Items:
»»

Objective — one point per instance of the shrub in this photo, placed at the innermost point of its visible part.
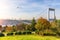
(24, 33)
(1, 34)
(18, 33)
(29, 32)
(9, 34)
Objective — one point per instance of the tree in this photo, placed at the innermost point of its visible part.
(42, 24)
(9, 29)
(20, 27)
(33, 24)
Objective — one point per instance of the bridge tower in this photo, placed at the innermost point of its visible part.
(51, 16)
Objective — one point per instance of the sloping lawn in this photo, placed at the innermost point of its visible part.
(29, 37)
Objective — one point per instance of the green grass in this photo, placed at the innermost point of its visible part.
(29, 37)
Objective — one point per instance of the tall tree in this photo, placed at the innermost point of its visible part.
(42, 24)
(33, 24)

««

Objective: Please copy out every one of the records above, swapping "innermost" for "most central" and leaving everything else unchanged. Omit the pictures.

The solution:
Objective — one point per instance of the shrub in this photo, placed at the most central point of its visible part.
(24, 33)
(1, 34)
(18, 33)
(29, 32)
(9, 34)
Objective — one point per instance of the tree in this photo, placed at the most central point of its visible part.
(42, 24)
(9, 29)
(20, 27)
(33, 24)
Objective — one point per instance of the bridge tower in this photo, placed at the most central point of its visible part.
(51, 16)
Objective — one point per instance of the sloping lawn in this photo, placed at the most central point of its visible part.
(29, 37)
Objective — one point per instance of the green grass in this photo, placed at the most central point of its visible part.
(29, 37)
Objective — one point per instance of the tall tree in this photo, placed at the most central point of its visible part.
(42, 24)
(33, 24)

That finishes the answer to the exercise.